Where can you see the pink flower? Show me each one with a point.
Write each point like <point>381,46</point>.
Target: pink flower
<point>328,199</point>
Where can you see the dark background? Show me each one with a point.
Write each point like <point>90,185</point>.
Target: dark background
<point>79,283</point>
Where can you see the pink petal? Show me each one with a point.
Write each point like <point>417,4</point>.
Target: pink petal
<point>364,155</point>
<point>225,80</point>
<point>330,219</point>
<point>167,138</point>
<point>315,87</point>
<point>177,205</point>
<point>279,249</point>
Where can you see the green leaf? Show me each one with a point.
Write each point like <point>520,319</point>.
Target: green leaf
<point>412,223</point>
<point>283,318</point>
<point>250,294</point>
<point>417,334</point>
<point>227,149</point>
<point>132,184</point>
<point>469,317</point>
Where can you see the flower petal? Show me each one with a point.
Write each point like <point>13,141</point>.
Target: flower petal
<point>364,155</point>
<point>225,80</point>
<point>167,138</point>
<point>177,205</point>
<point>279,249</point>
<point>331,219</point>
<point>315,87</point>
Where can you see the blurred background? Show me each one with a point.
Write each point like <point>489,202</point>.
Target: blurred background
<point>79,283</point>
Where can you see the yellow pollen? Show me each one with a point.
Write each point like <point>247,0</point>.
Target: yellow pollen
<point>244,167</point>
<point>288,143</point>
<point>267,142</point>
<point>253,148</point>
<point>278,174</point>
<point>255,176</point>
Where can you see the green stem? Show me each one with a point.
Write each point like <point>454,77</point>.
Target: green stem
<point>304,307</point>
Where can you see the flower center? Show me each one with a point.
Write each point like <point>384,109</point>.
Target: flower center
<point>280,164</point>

++++++++++++++++++++

### What is needed
Retype the whole listing above line by line, without changing a single character.

### Answer to this task
Where can you see the pink flower? Show me each one with a point.
Write each point like <point>381,46</point>.
Target: pink flower
<point>328,199</point>
Where can you see the dark background? Show me each one with a point.
Write each point like <point>90,185</point>.
Target: dark background
<point>79,283</point>
Where can you see the pink petal? Show me each one with a point.
Write each point like <point>417,4</point>.
Target: pink petal
<point>364,155</point>
<point>225,80</point>
<point>330,219</point>
<point>167,138</point>
<point>315,87</point>
<point>177,205</point>
<point>279,249</point>
Where can you see the green leaf? Show me each one with a point.
Write each point like <point>520,319</point>.
Target: green leaf
<point>412,223</point>
<point>283,318</point>
<point>250,294</point>
<point>417,334</point>
<point>227,149</point>
<point>132,184</point>
<point>469,317</point>
Where can you see the flower petal? Show me each one with a point.
Write each point like <point>13,141</point>.
Target: flower petal
<point>364,155</point>
<point>225,80</point>
<point>167,138</point>
<point>177,205</point>
<point>279,249</point>
<point>331,219</point>
<point>315,87</point>
Where can you see the blurred background? Show me each one with a point.
Write each point like <point>489,202</point>.
Target: blurred background
<point>79,283</point>
Where can you see the yellow pollen? Show me each one with a point.
Write each point like <point>247,0</point>.
Target: yellow pollen
<point>244,167</point>
<point>288,143</point>
<point>267,142</point>
<point>253,148</point>
<point>278,174</point>
<point>255,176</point>
Where can you see the green stem? Show me each one with a point.
Write each point like <point>454,77</point>.
Target: green stem
<point>304,307</point>
Where can you see the flower center? Show me each one with a point.
Write each point like <point>384,109</point>.
Target: flower center
<point>280,164</point>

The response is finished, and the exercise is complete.